[[ Extracted text open ]]
Arnaud's is well-known for its oyster dishes. In 1956, The New York Times published Arnaud's recipe for Oysters Bienville, the recipe having been given to The New York Times by Arnaud's proprietor Germaine Wells.

Arnaud's signature dishes are also served at a more family-friendly cafe, "Remoulade", located nearby on Bourbon Street, also within the New Orleans French Quarter.

As of 2014 the executive chef at Arnaud's is New Orleans local Tommy DiGiovanni. A recipe of DiGiovanni's from Arnaud's for cornish game hen was published. Kit Wohl authored a cookbook based on Arnaud's restaurant recipes. Food journalist John DeMers authored a book describing the history of Arnaud's and some of its more unique recipes.
[[ Extracted text closed ]]
[Exercises to complete]
**A)** Condense the paragraph of the passage on Arnaud's that begins "As of 2014 the executive chef" into a short bulleted list that keeps its main facts.
**B)** Name every person mentioned in the passage on Arnaud's.
**C)** Quote the passage on Arnaud's from the words "As of 2014 the" through the words "more unique recipes.".
[[ Supplied entries open ]]
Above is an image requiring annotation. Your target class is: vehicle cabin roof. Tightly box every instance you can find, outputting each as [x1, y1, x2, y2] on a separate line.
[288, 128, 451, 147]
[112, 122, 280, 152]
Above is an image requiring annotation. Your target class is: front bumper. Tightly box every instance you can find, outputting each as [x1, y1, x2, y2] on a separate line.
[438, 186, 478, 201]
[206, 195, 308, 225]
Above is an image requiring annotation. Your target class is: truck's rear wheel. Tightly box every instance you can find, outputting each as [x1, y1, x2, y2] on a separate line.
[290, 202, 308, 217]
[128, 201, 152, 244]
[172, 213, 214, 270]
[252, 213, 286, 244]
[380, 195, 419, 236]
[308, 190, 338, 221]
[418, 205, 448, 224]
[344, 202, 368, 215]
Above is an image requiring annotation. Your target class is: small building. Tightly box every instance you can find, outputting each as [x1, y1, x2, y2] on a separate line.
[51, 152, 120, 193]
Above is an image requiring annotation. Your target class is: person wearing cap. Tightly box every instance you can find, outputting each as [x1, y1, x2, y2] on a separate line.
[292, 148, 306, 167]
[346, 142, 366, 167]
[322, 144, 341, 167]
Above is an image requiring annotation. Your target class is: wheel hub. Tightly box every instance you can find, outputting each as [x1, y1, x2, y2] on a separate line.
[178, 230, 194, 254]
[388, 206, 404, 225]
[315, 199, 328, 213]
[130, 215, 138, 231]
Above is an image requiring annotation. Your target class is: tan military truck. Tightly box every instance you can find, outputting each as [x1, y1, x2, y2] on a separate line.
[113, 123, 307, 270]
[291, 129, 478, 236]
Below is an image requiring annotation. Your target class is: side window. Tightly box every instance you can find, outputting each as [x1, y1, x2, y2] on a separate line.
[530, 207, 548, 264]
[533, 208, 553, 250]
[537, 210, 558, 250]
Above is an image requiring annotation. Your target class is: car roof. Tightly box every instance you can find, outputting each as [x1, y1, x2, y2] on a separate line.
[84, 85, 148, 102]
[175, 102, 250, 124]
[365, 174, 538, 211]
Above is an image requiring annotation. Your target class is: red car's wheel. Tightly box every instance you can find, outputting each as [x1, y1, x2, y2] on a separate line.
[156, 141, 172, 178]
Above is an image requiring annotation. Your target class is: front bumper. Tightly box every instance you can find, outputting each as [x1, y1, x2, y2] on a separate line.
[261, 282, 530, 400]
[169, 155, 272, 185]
[[ Supplied entries closed ]]
[Exercise results]
**A)**
- As of 2014, Arnaud's executive chef is Tommy DiGiovanni, a New Orleans local.
- A recipe of his for cornish game hen from Arnaud's was published.
- Kit Wohl wrote a cookbook based on Arnaud's recipes.
- Food journalist John DeMers wrote a book on Arnaud's history and some of its more unique recipes.

**B)** Germaine Wells, Tommy DiGiovanni, Kit Wohl, John DeMers

**C)**
As of 2014 the executive chef at Arnaud's is New Orleans local Tommy DiGiovanni. A recipe of DiGiovanni's from Arnaud's for cornish game hen was published. Kit Wohl authored a cookbook based on Arnaud's restaurant recipes. Food journalist John DeMers authored a book describing the history of Arnaud's and some of its more unique recipes.